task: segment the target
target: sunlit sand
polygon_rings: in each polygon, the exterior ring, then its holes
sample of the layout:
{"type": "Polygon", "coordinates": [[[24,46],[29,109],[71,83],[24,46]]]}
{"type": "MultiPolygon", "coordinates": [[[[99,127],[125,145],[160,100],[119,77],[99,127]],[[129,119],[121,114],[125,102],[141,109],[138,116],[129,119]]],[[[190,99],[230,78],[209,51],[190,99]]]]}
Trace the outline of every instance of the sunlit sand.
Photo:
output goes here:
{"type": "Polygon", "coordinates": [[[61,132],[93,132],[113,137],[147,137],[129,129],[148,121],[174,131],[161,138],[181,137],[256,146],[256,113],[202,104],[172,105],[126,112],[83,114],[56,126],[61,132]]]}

= = = = = = =

Change every "sunlit sand" in the material above to "wet sand", and give the material back with everything else left as it is.

task: segment the target
target: wet sand
polygon_rings: in each polygon, the exterior ring, then its holes
sample of the layout:
{"type": "Polygon", "coordinates": [[[24,46],[29,109],[71,83],[24,46]]]}
{"type": "MultiPolygon", "coordinates": [[[[99,127],[125,145],[160,100],[119,77],[99,127]],[[129,119],[121,114],[125,102],[141,109],[138,116],[129,119]]],[[[190,99],[230,78],[209,51],[190,99]]]]}
Trace the outline of every instance of the wet sand.
Photo:
output goes here:
{"type": "Polygon", "coordinates": [[[61,132],[93,132],[113,137],[147,137],[129,129],[148,121],[174,131],[161,138],[181,137],[256,146],[256,113],[202,104],[172,105],[126,112],[83,114],[56,126],[61,132]]]}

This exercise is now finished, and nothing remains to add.